Potongan Teks
▼

Sekarang saya jauh lebih nyaman dengan apapun yang saya gunakan, karena menurut saya kenyamanan bagi diri sendiri adalah hal yang paling penting. Bodo amat dengan apa kata orang, toh memang banyak orang di dunia ini yang juga berbulu lebat. Akhirnya saya bisa merasa nyaman dengan berbagai kondisi tanpa harus merasa malu atau takut. Sampai disini, maka saya sudah cukup meyakini bahwa merdeka itu benar adanya dan dapat dirasakan sepanjang waktu.

▲

Bahan yang Diberikan
▼

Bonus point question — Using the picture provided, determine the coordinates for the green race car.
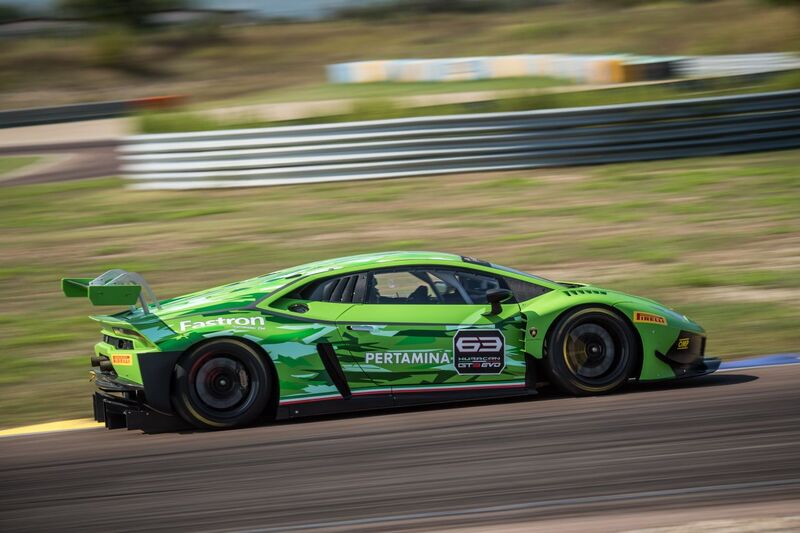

▲

Tugas yang Dikerjakan
1. Jawab pertanyaan berikut berdasarkan teks tentang rasa nyaman dengan diri sendiri:
(a) Menurut penulis, apa hal yang paling penting?
(b) Apa yang, menurut teks, juga dimiliki banyak orang di dunia ini?
(c) Apa yang akhirnya diyakini penulis tentang merdeka?
2. Lanjutkan teks tentang rasa nyaman dengan diri sendiri dari titik berhentinya.
Bahan itu sama sekali tidak dipakai di sini.

Jawaban Setiap Tugas
1.
(a) Kenyamanan bagi diri sendiri.
(b) Bulu lebat.
(c) Merdeka itu benar adanya dan dapat dirasakan sepanjang waktu.

2.
Memilih menjadi diri sendiri: ‘Kemerdekaan yang sebenarnya’
Tadi malam, saya menyelesaikan sebuah tulisan yang membahas tentang apresiasi terhadap orang-orang di sekitar. Saya memilih topik perempuan, sebab menurut saya perempuan itu sudah merdeka tetapi mereka masih sering dijajah. Saya bercerita tentang perempuan yang memilih didapur, bukan karena dia mengalah tetapi dia menerima dirinya sebagai seseorang yang merdeka dengan pilihannya sendiri.
Ada satu quotes yang paling berkesan dalam film Harry Potter. Saya selalu mengingatnya dan membuat saya menjadi percara diri, setiap kali perasaan rendah diri muncul dan menyerang.
“Yang membuatmu hebat bukanlah sebagai siapa kamu terlahir, tetapi pilhanmu. Sebagai apa yang kamu mau, itulah yang membuat mu berbeda”
–Albus Dumbledore.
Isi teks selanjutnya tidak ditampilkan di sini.